[Segmentation mask data]
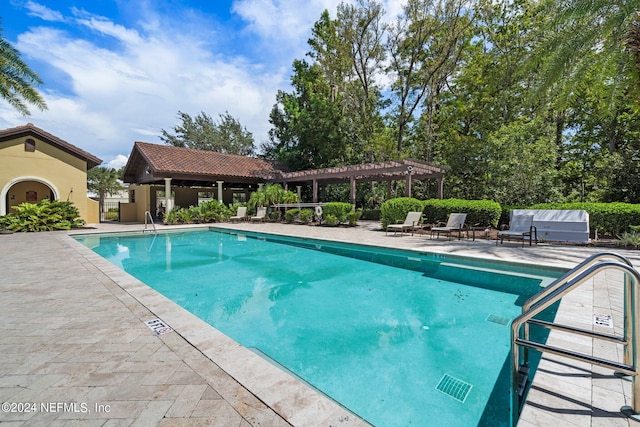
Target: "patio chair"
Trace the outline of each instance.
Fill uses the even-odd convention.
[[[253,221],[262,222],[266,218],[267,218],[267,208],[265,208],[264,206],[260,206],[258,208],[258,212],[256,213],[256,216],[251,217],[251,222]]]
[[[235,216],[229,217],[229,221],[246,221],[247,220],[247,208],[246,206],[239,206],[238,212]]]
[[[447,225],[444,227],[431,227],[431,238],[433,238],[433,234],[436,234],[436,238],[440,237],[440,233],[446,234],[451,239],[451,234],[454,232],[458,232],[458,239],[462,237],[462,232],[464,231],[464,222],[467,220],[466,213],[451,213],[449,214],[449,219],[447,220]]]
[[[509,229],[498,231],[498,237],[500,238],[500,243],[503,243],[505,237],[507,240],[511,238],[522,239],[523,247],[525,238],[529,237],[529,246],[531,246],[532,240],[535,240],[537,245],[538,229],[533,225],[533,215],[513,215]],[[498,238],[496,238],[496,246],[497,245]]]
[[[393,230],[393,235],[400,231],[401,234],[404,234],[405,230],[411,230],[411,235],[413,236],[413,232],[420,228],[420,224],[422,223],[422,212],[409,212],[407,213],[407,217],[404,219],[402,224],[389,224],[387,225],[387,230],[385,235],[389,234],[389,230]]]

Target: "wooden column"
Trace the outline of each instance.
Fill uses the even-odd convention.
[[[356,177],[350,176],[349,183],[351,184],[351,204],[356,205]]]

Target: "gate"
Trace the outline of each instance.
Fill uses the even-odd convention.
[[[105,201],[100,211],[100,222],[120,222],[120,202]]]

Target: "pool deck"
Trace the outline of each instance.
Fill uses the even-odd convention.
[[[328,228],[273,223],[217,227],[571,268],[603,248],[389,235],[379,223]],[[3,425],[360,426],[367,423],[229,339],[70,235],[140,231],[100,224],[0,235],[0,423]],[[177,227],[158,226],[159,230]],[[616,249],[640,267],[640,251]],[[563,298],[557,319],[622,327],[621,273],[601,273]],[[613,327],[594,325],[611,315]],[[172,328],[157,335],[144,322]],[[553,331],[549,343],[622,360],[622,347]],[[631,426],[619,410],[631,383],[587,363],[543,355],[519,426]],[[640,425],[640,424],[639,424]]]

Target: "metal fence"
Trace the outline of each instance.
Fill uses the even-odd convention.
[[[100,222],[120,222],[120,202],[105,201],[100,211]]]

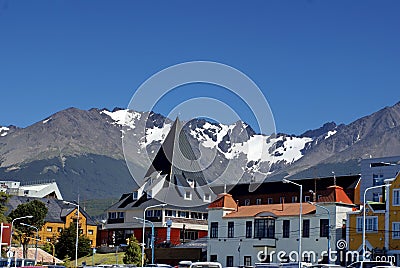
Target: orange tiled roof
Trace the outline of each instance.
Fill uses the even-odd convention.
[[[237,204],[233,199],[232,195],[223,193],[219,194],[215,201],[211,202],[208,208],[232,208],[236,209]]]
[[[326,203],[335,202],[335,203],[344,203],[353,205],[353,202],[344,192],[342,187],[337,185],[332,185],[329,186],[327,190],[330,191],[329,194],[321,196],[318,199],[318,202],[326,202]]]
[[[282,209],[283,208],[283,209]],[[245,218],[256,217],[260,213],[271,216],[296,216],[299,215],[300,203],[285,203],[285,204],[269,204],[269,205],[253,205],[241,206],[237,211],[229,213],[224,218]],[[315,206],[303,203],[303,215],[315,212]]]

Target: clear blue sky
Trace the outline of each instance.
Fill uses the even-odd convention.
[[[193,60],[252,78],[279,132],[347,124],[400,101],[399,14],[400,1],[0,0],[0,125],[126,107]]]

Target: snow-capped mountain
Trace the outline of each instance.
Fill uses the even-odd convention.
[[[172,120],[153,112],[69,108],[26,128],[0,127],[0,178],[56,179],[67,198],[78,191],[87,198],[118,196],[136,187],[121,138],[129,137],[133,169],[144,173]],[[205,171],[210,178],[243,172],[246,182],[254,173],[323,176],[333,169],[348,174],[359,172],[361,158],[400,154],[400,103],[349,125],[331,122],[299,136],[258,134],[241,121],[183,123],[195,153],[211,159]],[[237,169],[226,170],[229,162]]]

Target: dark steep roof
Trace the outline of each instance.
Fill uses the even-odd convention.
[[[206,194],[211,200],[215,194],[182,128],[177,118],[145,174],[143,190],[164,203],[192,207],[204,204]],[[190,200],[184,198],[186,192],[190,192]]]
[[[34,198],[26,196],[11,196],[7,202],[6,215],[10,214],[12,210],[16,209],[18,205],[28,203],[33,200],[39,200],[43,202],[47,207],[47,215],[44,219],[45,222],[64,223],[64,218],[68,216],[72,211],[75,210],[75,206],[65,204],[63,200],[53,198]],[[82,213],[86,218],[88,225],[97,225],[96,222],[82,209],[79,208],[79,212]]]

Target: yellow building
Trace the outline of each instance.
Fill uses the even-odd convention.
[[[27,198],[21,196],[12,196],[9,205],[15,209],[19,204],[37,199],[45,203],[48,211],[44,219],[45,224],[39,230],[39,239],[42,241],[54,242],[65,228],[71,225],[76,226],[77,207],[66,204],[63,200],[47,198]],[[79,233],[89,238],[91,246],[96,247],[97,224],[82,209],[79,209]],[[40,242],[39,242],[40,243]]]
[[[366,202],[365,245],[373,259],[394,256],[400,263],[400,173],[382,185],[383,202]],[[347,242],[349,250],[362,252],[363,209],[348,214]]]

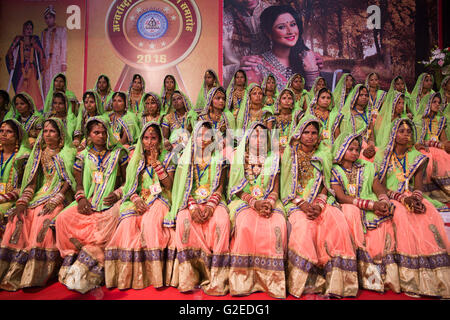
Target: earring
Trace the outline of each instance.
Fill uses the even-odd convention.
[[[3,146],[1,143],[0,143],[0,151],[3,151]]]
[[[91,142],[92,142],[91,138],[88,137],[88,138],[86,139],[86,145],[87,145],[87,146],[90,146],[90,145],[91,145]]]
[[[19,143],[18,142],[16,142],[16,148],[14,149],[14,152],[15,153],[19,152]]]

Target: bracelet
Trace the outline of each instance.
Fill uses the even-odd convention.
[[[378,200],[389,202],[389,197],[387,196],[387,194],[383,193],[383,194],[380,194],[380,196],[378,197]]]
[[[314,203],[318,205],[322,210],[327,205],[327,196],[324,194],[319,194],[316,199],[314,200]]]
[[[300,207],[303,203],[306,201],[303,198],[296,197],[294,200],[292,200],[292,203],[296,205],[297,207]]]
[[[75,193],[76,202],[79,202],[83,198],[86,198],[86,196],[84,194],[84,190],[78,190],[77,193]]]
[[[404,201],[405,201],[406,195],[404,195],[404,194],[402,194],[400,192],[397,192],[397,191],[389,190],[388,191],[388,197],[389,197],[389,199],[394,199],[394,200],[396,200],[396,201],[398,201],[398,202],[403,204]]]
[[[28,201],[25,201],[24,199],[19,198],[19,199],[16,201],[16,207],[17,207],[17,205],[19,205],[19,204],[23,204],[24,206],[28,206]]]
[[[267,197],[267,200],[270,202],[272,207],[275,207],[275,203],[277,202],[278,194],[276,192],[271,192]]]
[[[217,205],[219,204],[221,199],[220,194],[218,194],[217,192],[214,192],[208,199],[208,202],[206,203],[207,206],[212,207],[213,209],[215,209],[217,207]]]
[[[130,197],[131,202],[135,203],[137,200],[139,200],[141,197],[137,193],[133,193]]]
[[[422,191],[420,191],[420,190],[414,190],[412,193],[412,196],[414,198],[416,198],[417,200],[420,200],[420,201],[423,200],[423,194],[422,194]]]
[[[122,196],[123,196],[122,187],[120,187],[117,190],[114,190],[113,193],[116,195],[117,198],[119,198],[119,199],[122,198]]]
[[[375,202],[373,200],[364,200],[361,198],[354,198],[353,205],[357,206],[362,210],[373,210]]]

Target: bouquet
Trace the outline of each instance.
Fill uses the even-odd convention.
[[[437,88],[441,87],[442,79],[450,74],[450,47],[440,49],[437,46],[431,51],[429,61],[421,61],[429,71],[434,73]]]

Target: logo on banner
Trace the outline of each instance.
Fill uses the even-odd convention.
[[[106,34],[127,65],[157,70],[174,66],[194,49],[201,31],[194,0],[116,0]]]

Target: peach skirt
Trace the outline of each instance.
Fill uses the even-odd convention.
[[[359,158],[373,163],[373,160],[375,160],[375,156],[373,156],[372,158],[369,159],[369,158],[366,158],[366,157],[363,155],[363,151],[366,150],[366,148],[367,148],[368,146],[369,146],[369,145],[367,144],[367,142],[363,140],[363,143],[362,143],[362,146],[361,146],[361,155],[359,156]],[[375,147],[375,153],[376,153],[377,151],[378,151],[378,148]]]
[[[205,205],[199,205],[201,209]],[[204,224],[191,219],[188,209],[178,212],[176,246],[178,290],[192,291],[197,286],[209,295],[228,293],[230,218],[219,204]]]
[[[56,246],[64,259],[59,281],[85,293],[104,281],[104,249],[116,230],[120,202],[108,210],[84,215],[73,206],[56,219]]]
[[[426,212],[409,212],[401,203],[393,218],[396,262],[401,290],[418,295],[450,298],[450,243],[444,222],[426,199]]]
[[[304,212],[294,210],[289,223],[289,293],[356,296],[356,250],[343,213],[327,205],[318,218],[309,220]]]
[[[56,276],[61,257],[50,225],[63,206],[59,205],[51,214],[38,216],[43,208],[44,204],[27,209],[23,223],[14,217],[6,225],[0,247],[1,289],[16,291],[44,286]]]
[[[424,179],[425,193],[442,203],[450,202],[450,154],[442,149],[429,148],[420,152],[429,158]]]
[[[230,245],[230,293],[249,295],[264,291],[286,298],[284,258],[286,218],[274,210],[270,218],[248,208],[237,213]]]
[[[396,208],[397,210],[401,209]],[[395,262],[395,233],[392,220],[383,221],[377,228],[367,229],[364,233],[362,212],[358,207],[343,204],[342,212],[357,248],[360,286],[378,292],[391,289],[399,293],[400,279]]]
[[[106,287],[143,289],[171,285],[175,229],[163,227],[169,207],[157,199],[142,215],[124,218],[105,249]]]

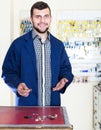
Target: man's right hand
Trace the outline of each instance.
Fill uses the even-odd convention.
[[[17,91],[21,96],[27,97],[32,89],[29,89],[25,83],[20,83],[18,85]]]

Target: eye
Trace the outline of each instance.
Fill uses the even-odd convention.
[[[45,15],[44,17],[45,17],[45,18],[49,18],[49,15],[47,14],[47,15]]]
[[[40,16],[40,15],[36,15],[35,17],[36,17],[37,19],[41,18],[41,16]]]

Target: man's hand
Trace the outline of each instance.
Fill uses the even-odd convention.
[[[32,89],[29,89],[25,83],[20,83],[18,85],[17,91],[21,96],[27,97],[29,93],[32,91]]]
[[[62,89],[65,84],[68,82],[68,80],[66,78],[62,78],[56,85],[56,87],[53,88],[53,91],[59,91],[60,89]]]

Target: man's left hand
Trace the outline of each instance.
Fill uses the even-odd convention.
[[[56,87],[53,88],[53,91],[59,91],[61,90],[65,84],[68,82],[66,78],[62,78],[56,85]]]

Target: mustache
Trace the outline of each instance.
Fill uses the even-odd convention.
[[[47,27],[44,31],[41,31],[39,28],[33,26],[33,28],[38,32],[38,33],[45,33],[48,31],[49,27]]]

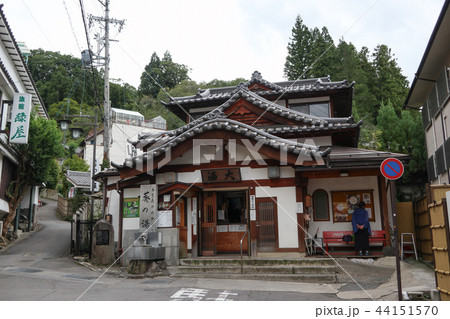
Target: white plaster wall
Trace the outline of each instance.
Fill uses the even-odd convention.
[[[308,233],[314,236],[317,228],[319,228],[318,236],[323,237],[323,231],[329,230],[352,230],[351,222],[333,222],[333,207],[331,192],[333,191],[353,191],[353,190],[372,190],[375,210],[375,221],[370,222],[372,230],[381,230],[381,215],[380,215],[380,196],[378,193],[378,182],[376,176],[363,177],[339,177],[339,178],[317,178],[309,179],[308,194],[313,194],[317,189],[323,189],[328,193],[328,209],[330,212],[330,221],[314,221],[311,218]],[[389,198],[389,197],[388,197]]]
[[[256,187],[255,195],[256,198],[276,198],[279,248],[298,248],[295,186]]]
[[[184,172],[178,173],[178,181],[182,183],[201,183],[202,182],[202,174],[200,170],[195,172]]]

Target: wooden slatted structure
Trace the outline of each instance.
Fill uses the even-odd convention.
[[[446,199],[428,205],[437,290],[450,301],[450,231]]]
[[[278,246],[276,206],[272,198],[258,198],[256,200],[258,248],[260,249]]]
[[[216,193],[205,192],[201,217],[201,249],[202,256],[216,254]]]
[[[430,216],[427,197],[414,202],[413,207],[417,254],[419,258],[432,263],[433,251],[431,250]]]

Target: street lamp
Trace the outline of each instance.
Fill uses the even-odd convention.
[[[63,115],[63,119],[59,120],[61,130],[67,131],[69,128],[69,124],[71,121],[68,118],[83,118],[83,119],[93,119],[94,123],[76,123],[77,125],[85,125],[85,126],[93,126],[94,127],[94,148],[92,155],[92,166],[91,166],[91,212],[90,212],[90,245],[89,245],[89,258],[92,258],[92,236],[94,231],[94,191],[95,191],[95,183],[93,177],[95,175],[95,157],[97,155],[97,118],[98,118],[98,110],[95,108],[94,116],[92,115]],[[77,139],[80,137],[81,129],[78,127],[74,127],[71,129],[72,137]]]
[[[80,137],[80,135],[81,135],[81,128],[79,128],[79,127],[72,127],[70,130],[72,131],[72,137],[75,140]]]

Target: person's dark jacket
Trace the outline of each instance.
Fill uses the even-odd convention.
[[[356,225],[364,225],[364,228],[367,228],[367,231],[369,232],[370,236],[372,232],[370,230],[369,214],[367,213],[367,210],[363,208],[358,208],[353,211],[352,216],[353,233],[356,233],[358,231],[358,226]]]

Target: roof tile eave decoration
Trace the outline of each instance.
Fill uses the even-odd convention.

_TASK TO CARRY OUT_.
Note down each line above where the word "dark" occurs.

_COMPLETED TASK_.
Target: dark steep roof
Target: person's dark jacket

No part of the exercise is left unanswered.